→ **Task item**
Copy out the records below exactly as they appear.

(Referring expression grounding data)
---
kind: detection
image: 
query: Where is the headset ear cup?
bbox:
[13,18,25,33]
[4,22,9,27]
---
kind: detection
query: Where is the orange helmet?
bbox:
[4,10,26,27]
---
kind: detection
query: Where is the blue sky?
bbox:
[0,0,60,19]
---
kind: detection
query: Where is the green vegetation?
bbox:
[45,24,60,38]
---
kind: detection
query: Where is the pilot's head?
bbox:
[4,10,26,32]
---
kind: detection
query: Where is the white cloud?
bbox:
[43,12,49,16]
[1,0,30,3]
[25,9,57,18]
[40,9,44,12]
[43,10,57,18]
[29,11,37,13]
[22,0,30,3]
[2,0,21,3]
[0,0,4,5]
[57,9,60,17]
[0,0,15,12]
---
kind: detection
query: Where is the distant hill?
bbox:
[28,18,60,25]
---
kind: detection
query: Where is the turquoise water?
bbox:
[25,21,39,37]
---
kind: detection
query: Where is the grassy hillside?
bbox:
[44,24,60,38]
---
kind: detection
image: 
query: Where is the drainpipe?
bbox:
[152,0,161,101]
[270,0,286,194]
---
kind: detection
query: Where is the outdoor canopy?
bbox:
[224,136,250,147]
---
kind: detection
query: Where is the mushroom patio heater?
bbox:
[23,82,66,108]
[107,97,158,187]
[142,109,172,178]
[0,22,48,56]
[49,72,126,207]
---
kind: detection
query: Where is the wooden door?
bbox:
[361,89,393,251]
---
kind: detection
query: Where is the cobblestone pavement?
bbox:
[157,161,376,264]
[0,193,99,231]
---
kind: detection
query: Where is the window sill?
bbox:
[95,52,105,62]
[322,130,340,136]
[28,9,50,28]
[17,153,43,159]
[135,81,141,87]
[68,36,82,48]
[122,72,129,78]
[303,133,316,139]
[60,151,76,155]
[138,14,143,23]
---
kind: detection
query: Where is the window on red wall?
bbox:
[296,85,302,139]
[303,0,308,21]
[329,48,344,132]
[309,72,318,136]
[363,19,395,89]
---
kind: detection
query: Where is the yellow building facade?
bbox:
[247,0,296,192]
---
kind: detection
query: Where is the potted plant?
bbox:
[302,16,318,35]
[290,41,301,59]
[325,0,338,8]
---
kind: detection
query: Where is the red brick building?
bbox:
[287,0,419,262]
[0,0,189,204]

→ **Task response**
---
kind: detection
image: 
query: Where is the headset ear cup?
bbox:
[13,18,25,33]
[4,22,9,27]
---
kind: detection
query: Where is the orange helmet?
bbox:
[4,10,26,27]
---
kind: detection
query: Where is the blue sky?
bbox:
[0,0,60,19]
---
kind: detection
query: Where is the green vegetation?
bbox:
[45,24,60,38]
---
kind: detection
query: Where is the pilot's head?
bbox:
[4,10,26,32]
---
kind: detection
query: Where is the white cloud?
bbox:
[43,12,49,16]
[1,0,30,3]
[25,9,57,18]
[40,9,44,12]
[43,10,57,18]
[29,11,37,13]
[22,0,30,3]
[2,0,21,3]
[0,0,4,5]
[57,9,60,17]
[0,0,15,12]
---
kind: detection
query: Where is the distant hill?
bbox:
[28,18,60,25]
---
kind: detection
query: Where is the turquoise water?
bbox:
[25,21,39,37]
---
kind: detection
query: Where is the grassy hillside?
bbox:
[44,24,60,38]
---
kind: detection
image: 
query: Where is the drainpipe?
bbox:
[152,0,161,101]
[270,0,286,194]
---
kind: detection
query: Where is the outdoor canopy?
bbox:
[224,136,250,147]
---
kind: detection
query: Where is the mushroom patio heater?
bbox:
[23,82,66,108]
[107,97,158,187]
[142,109,172,178]
[0,22,48,56]
[49,72,126,207]
---
kind: detection
query: Where is the wooden door?
bbox:
[361,89,393,251]
---
kind: detection
query: Where is the cobblestone pavement?
bbox:
[157,161,376,264]
[0,193,99,231]
---
kind: detection
query: Where is the window sill?
bbox:
[95,52,105,62]
[322,130,340,136]
[28,9,50,28]
[17,153,43,159]
[135,81,141,87]
[68,36,82,48]
[122,72,129,78]
[303,133,316,139]
[60,151,76,155]
[138,14,143,23]
---
kind: detection
query: Where is the window on red wall?
bbox:
[296,85,302,139]
[303,0,308,21]
[329,48,344,132]
[309,72,318,136]
[363,19,395,89]
---
kind: detection
query: Where is the yellow building facade?
bbox:
[247,0,296,192]
---
kind: detection
query: Where is the potted plant?
bbox:
[302,16,318,35]
[290,41,301,59]
[325,0,338,8]
---
kind: detection
query: Where is the red brick building?
bbox:
[287,0,419,262]
[0,0,189,204]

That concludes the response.